• Seitenauszug:

——————————

Posts mit dem Label Wilson Center werden angezeigt. Alle Posts anzeigen
Posts mit dem Label Wilson Center werden angezeigt. Alle Posts anzeigen

Montag, 23. September 2024

Was bedeutet der Einmarsch in Kursk für den Frieden in der Ukraine?




Von Jack Watling am 27. August 2024, Wilson Center

Am 6. August startete die Ukraine eine Überraschungsoffensive in der russischen Region Kursk und überraschte damit die russischen Streitkräfte. Mit der Operation werden zwei Ziele verfolgt: Die internationalen Partner der Ukraine sollen davon überzeugt werden, dass eine Niederlage nicht unvermeidlich ist, und für den Fall, dass die Ukraine zu Verhandlungen gezwungen wird, soll im Vorfeld der Gespräche ein Druckmittel aufgebaut werden. Keines der beiden Ergebnisse ist sicher.

——————————

• Bereitgestelltes Material:

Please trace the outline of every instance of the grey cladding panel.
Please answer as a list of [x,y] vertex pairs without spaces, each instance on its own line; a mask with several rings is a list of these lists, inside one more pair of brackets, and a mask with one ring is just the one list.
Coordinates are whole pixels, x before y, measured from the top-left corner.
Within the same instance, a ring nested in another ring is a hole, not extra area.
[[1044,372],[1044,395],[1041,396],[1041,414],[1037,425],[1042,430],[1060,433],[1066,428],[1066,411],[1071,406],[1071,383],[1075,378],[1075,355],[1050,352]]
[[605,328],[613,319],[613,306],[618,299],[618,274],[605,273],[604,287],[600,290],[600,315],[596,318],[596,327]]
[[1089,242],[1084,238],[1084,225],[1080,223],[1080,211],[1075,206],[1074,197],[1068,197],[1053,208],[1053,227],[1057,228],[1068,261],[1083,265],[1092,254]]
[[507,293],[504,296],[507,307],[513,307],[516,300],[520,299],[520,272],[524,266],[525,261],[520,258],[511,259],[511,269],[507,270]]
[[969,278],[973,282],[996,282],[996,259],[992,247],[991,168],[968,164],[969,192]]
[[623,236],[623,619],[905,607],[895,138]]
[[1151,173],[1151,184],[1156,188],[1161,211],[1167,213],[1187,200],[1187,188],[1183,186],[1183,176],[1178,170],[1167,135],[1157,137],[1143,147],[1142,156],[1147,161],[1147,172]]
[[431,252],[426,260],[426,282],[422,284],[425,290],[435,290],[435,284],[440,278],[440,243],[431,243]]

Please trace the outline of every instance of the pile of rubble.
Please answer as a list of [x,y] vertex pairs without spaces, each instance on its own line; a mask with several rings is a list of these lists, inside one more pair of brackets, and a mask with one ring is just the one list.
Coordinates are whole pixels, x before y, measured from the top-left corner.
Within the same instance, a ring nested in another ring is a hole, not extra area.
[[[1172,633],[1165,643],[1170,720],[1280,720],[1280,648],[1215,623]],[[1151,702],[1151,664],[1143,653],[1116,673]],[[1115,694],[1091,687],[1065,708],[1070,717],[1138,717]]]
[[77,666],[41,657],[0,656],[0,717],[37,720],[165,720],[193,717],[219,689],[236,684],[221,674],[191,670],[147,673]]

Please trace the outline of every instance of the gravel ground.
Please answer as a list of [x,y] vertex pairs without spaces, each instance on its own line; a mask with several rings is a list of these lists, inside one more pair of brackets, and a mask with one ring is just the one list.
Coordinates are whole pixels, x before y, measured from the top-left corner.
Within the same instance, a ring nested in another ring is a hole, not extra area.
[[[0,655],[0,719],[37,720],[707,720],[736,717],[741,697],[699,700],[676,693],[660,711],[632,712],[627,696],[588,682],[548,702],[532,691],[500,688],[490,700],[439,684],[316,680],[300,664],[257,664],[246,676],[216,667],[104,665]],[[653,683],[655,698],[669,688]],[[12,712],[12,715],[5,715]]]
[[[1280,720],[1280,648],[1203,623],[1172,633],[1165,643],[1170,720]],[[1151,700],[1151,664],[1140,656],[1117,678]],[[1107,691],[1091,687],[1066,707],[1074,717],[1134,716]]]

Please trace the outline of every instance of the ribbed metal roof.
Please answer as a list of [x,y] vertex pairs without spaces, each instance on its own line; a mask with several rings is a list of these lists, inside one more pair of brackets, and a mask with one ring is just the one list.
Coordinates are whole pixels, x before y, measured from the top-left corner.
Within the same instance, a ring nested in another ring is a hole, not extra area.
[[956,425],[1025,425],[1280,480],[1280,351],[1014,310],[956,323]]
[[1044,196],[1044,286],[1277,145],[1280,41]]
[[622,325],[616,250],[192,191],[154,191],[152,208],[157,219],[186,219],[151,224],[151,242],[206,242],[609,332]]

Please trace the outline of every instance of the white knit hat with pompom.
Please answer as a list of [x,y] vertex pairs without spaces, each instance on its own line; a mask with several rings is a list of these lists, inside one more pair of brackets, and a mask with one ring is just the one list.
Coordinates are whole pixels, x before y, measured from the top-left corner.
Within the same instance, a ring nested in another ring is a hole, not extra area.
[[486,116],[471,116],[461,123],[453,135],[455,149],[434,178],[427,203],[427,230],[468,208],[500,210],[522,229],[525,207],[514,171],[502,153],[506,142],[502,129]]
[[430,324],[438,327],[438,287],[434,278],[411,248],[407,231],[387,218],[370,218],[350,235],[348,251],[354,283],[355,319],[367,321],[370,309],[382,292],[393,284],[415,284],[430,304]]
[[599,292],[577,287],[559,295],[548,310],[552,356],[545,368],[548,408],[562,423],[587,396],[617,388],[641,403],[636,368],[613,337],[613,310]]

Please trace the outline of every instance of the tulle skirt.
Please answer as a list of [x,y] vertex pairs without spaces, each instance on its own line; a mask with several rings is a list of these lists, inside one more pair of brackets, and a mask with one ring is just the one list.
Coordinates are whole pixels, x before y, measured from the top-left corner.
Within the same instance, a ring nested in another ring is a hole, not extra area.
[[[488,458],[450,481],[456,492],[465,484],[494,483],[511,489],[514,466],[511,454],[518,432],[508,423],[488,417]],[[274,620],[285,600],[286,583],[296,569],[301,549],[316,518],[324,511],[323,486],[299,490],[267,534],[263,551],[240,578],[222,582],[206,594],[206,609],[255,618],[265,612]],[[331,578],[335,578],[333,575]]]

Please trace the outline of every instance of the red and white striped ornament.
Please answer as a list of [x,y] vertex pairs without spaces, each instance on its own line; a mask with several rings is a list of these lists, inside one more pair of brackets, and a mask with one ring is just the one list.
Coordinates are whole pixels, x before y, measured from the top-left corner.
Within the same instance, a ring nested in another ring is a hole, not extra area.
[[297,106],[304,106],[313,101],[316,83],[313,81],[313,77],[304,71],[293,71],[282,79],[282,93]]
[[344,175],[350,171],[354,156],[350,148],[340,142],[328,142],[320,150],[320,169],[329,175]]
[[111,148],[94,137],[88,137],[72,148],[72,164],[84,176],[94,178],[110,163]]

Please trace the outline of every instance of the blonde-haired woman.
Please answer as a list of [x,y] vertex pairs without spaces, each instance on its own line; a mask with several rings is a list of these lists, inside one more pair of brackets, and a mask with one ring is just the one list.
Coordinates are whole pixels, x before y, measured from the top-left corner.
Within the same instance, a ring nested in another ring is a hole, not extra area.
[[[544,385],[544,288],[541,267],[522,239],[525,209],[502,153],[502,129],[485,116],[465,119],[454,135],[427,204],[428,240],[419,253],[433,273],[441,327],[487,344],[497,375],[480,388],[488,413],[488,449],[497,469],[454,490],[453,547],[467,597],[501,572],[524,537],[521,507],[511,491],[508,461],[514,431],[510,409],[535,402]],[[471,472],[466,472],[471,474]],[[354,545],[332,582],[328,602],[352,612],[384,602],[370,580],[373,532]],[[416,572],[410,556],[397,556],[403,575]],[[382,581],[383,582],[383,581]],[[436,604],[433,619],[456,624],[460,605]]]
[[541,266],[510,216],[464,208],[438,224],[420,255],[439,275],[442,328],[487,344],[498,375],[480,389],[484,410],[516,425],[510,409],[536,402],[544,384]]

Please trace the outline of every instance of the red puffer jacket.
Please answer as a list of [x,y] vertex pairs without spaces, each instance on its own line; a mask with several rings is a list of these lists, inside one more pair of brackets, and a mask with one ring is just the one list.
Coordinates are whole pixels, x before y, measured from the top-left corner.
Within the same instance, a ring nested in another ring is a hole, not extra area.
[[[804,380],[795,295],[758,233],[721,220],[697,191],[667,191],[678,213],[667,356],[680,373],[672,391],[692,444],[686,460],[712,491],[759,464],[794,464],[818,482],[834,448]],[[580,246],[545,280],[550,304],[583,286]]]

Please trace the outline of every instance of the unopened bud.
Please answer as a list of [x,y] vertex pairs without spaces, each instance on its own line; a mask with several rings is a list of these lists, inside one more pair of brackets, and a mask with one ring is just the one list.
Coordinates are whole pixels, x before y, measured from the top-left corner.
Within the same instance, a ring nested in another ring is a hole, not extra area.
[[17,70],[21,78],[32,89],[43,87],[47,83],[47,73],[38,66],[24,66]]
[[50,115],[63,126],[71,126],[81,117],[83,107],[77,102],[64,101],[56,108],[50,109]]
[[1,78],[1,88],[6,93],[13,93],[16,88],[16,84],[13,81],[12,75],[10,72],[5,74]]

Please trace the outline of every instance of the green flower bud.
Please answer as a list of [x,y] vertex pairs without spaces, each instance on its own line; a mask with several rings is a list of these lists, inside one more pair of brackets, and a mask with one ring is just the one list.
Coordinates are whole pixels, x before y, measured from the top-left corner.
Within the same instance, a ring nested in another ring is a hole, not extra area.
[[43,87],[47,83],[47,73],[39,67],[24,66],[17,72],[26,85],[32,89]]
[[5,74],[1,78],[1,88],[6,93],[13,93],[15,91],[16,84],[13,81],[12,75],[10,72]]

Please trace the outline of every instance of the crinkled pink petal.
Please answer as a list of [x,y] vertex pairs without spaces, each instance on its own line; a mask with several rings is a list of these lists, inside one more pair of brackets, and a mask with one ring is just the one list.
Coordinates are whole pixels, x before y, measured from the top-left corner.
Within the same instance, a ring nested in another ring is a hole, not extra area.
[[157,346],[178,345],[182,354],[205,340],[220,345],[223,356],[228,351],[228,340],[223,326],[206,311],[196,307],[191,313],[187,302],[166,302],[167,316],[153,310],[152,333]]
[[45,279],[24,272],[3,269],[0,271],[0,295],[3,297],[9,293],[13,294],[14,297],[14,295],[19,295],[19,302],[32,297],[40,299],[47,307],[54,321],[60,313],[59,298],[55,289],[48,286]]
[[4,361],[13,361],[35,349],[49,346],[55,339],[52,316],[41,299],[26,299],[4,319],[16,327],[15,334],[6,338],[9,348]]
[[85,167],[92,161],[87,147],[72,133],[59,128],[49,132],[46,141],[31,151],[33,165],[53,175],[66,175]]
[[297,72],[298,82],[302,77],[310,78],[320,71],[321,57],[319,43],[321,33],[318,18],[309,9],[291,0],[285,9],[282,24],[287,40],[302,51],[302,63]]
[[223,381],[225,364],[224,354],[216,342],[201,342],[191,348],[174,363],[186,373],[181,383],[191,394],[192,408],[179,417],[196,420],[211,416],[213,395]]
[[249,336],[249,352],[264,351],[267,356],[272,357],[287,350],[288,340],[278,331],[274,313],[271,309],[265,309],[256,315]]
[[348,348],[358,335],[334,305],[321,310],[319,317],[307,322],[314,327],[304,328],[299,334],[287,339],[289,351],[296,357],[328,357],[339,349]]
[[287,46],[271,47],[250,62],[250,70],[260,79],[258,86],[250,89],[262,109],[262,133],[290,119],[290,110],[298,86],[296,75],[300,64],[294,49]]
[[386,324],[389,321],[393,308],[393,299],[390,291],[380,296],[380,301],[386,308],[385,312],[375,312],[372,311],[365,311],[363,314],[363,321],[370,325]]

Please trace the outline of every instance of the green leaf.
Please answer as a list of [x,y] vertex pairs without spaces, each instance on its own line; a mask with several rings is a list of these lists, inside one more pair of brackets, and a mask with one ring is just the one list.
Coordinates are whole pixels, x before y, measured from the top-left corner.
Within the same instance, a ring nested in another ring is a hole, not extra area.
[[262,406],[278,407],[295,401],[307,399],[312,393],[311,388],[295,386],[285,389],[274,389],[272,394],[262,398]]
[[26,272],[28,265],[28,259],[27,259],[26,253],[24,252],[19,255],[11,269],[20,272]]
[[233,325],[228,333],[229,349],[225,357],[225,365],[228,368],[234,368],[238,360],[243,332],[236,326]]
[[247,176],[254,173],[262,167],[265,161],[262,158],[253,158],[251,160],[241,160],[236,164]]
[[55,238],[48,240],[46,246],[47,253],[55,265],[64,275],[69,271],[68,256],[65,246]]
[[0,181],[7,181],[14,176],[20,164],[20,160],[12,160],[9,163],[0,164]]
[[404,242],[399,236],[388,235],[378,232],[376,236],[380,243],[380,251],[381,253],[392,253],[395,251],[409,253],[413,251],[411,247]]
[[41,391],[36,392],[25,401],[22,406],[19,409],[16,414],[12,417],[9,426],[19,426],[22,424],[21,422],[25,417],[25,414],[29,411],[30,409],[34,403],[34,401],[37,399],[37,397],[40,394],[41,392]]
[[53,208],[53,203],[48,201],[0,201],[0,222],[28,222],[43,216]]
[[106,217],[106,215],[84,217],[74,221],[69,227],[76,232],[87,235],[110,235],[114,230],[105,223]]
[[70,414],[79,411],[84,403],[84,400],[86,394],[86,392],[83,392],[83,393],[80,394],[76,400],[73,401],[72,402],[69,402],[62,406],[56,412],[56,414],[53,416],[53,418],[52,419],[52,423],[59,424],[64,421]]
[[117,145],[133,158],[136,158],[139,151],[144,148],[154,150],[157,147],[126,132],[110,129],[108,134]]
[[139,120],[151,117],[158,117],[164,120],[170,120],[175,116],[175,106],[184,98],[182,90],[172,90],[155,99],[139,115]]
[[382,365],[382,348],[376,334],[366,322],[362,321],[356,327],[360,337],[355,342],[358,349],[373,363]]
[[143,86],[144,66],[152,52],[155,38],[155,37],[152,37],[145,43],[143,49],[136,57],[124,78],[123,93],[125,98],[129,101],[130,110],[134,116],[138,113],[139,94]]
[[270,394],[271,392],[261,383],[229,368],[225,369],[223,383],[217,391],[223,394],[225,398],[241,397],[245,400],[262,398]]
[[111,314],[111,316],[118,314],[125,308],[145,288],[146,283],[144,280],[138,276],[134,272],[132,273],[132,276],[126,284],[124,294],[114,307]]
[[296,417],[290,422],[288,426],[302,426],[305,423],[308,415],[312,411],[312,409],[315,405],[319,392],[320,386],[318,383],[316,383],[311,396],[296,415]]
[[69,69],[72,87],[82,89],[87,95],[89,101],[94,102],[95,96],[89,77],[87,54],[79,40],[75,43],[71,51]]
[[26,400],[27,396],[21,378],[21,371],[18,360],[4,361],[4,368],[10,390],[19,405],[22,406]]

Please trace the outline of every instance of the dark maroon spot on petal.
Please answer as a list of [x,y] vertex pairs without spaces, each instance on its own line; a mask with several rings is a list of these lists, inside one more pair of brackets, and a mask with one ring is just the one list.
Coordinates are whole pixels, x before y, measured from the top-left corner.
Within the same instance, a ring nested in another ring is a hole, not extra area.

——————————

• Aufgaben:
**1)** Prüfen Sie, ob die folgenden Aussagen mit dem Text zur Kursk-Offensive übereinstimmen: (a) Die Offensive begann am 6. August. (b) Mit der Operation wird ein einziges Ziel verfolgt. (c) Beide angestrebten Ergebnisse gelten als sicher. Antworten Sie jeweils mit Ja oder Nein und zitieren Sie die entscheidenden Worte wörtlich.
**2)** Nennen Sie sämtliche Datumsangaben im Text zur Kursk-Offensive.
**3)** Schreiben Sie den Text zur Kursk-Offensive im Anschluss an seinen letzten Satz weiter.
Die Einträge sind eigenständiges Material und gehören nicht zum Text zur Kursk-Offensive.

• Antworten:
**1)**
(a) Ja: „Am 6. August startete die Ukraine eine Überraschungsoffensive in der russischen Region Kursk“
(b) Nein: „Mit der Operation werden zwei Ziele verfolgt“
(c) Nein: „Keines der beiden Ergebnisse ist sicher.“

**2)**
- Montag, 23. September 2024
- 27. August 2024
- 6. August

**3)**
Nachdem die ukrainischen Streitkräfte im Donbass monatelang zurückgedrängt wurden und sich die Meinung durchsetzte, dass die russischen Vorstöße - auch wenn sie bisher nur langsam vorankamen - unumkehrbar seien, haben die raschen ukrainischen Vorstöße in Kursk das Blatt gewendet. Der Angriff zeigt, dass gut getimte und geplante Angriffe die russischen Streitkräfte stören können, deren mangelnder Zusammenhalt wieder einmal dazu geführt hat, dass sich Einheiten auf einem dynamischen Schlachtfeld ergeben haben. Die Tatsache, dass es der Ukraine gelungen ist, die operative Sicherheit vor dem Angriff aufrechtzuerhalten, zeigt auch, dass die Lehren aus dem Scheitern der ukrainischen Sommeroffensive 2023 gezogen wurden.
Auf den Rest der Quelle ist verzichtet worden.